→ Исходный текст
Когда утроится рекламный рынок, вы видите себя в качестве основателя частного федерального канала?
Безусловно. Более того, я считаю, что на следующем этапе развития одна из важнейших задач всех разумных людей — это появление нового мощного негосударственного федерального канала.
Что труднее на государственном канале: борьба за баланс между ценой и качеством или борьба с чрезмерно понимаемыми интересами государства?
Дело в том, что борьба за баланс всегда будет существовать на любом телевидении — частном или принадлежащем государству. Это то противоречие, которое заложено, оно универсально и оно будет существовать всегда. Что касается государства, то я очень хорошо помню все этапы развития нашего телевидения — от Гостелерадио, года 87-го, когда Эдуард Михайлович Сагалаев позвал меня и я стал замом руководителя программы «Время». И, соответственно, варился в этой кухне до нынешних времен. Если говорить о приводных рычагах, которые может использовать государство, то я сегодняшнюю ситуацию не сравню даже со временами Горбачева, которые теперь принято называть самыми либеральными. Я никогда не забуду, как закрыли программу «Семь дней», которой я руководил и был ее главным редактором, — после моей командировки в Баку в январе 1990 года. Ее закрыли именно после этого и после тех материалов, которые мы оттуда привезли. И, соответственно, я прекрасно помню 90-е годы и то, как Михаил Никифорович Полторанин вызывал на ковер и жесточайшим образом требовал безукоснительного подчинения. Я помню, как сотрудники Федерального информационного центра приходили в 20 часов в программу «Время» к главному редактору, которым я был в 1992 году, и требовали показать верстку и настаивали на ее визировании. Я хорошо помню, как снимали Егора Яковлева — мы с ним как раз обсуждали что-то тогда в его кабинете, помню все перипетии того времени. Я прекрасно помню все совещания в Кремле и в 96-м, и в 97-м и в 98-м, когда я работал на «НТВ», и механизм управления частным телевидением тогда был куда более жестким, чем любые попытки, предпринимавшиеся после.
На каком-то этапе каждый для себя определяет, что он может и чего он не может, что станет делать, а чего — не станет. Каждый сам определяет грань. Я знаю точно, что все, что не достойно быть на телевидении, на канале общенациональном, федеральном, сегодня, конечно, присутствует в эфире. Но не в эфире канала «Россия».
Если же говорить о ежедневном взаимодействии, то мы государственная корпорация, а потому есть механизмы координации и поиска общих путей и адекватных решений.

→ Письменное задание A
Представьте записи, начиная со строки, где есть «formatted as [125,151].», и до конца записей, в виде CSV с двумя столбцами «запрос» и «ответ», по одной строке на каждый запрос. Каждое значение поместите в отдельное поле в кавычках, заменив переносы строк пробелами.

→ Входные данные
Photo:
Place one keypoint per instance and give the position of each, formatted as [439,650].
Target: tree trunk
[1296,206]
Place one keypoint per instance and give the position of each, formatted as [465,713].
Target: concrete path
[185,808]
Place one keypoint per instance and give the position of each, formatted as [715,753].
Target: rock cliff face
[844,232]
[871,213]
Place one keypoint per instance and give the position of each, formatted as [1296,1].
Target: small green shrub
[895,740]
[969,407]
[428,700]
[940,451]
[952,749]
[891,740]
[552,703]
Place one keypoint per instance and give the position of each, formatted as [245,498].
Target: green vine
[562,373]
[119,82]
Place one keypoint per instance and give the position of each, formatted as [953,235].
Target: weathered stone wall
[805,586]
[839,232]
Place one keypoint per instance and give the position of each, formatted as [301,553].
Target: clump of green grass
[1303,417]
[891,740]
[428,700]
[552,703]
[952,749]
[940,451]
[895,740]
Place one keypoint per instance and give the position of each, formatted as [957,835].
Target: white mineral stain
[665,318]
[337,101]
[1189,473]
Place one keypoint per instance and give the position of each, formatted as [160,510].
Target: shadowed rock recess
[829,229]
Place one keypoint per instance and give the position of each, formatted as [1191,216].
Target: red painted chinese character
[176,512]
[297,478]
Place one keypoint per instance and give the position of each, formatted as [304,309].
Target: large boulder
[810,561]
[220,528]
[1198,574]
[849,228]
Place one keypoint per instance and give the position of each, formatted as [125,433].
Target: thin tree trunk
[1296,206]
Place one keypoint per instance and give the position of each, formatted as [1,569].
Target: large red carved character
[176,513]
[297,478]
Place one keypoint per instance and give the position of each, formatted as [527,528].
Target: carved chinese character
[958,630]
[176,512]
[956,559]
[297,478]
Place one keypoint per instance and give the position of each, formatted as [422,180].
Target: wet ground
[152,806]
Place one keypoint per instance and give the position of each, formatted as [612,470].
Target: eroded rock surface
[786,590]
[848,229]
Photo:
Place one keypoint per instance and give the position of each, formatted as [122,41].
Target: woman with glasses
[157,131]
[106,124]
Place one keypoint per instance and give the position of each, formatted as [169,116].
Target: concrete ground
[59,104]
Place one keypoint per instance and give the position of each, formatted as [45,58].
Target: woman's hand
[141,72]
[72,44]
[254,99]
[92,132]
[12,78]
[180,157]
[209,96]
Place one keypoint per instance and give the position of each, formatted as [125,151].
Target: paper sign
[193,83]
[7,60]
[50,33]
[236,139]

→ Письменное задание B
Перепишите дословно фрагмент текста о телевидении, начиная со слов «Безусловно. Более того, я» и до слов «негосударственного федерального канала.» включительно.

→ Ответ A
запрос,ответ
"Place one keypoint per instance and give the position of each, formatted as [125,151]. Target: paper sign","[193,83] [7,60] [50,33] [236,139]"

→ Ответ B
Безусловно. Более того, я считаю, что на следующем этапе развития одна из важнейших задач всех разумных людей — это появление нового мощного негосударственного федерального канала.